(Material for the task):
▬▬▬

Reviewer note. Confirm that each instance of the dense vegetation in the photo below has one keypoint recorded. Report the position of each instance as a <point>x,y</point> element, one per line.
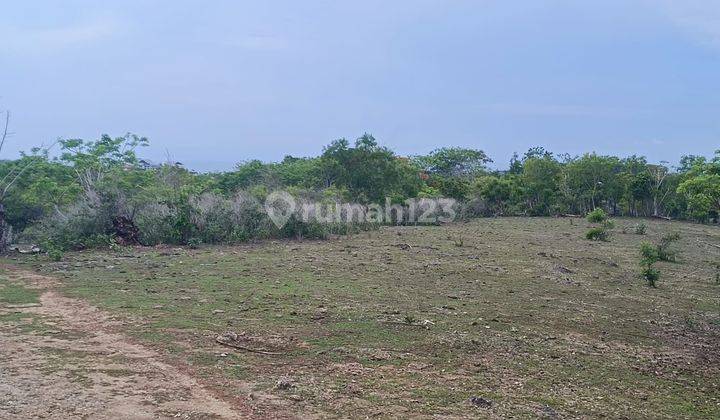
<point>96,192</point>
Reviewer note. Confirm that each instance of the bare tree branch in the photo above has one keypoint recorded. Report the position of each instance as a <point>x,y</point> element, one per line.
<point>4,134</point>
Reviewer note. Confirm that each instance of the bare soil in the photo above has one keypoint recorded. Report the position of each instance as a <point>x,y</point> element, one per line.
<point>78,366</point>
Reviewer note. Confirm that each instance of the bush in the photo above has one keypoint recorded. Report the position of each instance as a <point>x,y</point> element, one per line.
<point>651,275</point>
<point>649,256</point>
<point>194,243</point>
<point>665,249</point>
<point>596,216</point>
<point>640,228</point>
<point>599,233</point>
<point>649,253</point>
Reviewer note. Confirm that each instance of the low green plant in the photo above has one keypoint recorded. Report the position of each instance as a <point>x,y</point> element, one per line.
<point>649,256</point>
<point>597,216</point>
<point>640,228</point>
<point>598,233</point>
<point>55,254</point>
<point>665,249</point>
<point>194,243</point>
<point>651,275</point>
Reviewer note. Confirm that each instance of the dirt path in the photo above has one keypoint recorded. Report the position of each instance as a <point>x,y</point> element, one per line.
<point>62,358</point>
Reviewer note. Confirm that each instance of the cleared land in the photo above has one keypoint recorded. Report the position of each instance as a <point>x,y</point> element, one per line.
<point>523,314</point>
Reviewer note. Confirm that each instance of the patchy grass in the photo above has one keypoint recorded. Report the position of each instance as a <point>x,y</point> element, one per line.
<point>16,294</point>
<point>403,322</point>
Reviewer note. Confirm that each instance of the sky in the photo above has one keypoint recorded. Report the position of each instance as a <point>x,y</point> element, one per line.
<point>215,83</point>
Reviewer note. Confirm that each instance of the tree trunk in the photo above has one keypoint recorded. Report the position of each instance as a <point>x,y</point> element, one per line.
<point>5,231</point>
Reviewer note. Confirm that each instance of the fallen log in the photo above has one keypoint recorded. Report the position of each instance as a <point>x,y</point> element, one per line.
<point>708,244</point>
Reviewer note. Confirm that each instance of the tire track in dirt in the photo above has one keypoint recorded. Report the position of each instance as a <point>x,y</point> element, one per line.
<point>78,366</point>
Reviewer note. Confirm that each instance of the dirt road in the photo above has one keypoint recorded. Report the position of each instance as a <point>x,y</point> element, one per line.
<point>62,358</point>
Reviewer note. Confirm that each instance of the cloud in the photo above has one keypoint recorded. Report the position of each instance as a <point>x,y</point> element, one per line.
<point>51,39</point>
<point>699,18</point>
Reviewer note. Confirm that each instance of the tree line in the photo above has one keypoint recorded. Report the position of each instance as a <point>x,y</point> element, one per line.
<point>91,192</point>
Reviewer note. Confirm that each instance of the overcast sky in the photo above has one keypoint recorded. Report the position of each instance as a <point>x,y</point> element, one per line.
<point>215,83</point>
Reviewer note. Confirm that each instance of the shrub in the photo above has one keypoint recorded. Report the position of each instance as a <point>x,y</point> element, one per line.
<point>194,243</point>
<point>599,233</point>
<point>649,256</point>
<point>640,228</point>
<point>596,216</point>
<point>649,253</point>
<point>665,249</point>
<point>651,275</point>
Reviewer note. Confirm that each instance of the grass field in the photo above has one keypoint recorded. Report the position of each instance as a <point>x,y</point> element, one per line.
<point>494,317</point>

▬▬▬

(Exercise directions): Copy out all of the entries above word for word, and leave the picture out of your copy.

(Output for this exercise):
Reviewer note. Confirm that each instance of the dense vegetation in the photo below has one keypoint recorded. Report the position of each instance as a <point>x,y</point> element, one per line.
<point>96,192</point>
Reviewer note. Confirm that each instance of the bare tree branch in the photo above has one keypoint recorded. Report the position of each instance as a <point>x,y</point> element, one per line.
<point>4,134</point>
Reviewer note. Confirm that each instance of the bare soil in the photo above has one keypoint recorded. Report the position of each instance as a <point>x,y</point> element, one per line.
<point>78,366</point>
Reviewer note. Confirm that each instance of the bush in the photo above has one keypoint recorded. Report the position of each instance as a <point>x,y</point> element, one per line.
<point>651,275</point>
<point>649,256</point>
<point>194,243</point>
<point>665,249</point>
<point>596,216</point>
<point>640,228</point>
<point>599,233</point>
<point>649,253</point>
Reviewer note. Confirm that each instance of the low green plant in the photo above has one keypoint recorded. Report the position of each instance as a <point>x,y</point> element, one per line.
<point>649,256</point>
<point>597,216</point>
<point>640,228</point>
<point>598,233</point>
<point>55,254</point>
<point>665,249</point>
<point>194,243</point>
<point>651,275</point>
Reviewer note. Confirm that each instance of the dirt path in the photo above has one keypoint recorded. Report the position of each instance as a <point>x,y</point> element, one per line.
<point>62,358</point>
Reviewer note. Confirm that each instance of the cleared land in the photo above has one keypoint recorded. Report the position of each instance as a <point>x,y</point> element, one per line.
<point>523,314</point>
Reviewer note. Confirm that each instance of the patchy grass in the photo above has one keypoint recorded. Report the position of each instance as a <point>x,y</point> element, one per line.
<point>16,294</point>
<point>403,322</point>
Reviewer note. Confirm that each instance of the sky in the photo above has one keypoint recorded. Report the position of each instance as a <point>x,y</point> element, one per line.
<point>215,83</point>
Reviewer note. Confirm that each instance of the tree trunk in the photo above has one keypoint recorded. Report the position of each instance as a <point>x,y</point> element, one per line.
<point>5,231</point>
Reviewer note. Confirm that each instance of the fallen log in the photo above has one keypoint recorded. Report the position of each instance as a <point>x,y</point> element, one per line.
<point>708,244</point>
Reviewer note. Confirm that each instance of the tire track in dirt in the photo above has one keypoint recorded. Report the position of each instance as a <point>x,y</point> element, one per line.
<point>78,366</point>
Reviewer note. Confirm that each instance of the dirt road in the photo above has one keypoint recorded. Report the position of each instance as a <point>x,y</point> element, one per line.
<point>62,358</point>
Reviewer note. Confirm that each instance of the cloud in the photo above has one keypoint recorded. Report the position of each instance as a <point>x,y</point> element, one per line.
<point>51,39</point>
<point>699,18</point>
Reviewer note. Confirm that each instance of the tree line in the photo above has one keypoint recorded. Report the position of each instance as a <point>x,y</point> element, one per line.
<point>91,192</point>
Reviewer note. Confirm that each instance of the overcast sky in the photo above has one keypoint recorded. Report the position of each instance as a <point>x,y</point> element, one per line.
<point>215,83</point>
Reviewer note. Confirm that each instance of the shrub in the photo above has one keypoint recorded. Report the position of each instance as a <point>x,y</point> element, one per line.
<point>194,243</point>
<point>599,233</point>
<point>649,256</point>
<point>640,228</point>
<point>596,216</point>
<point>649,253</point>
<point>665,249</point>
<point>651,275</point>
Reviewer note. Confirm that each instance of the grass field in the photo above has one keypoint recorded. Report the position of each instance as a <point>x,y</point> element, one per line.
<point>494,317</point>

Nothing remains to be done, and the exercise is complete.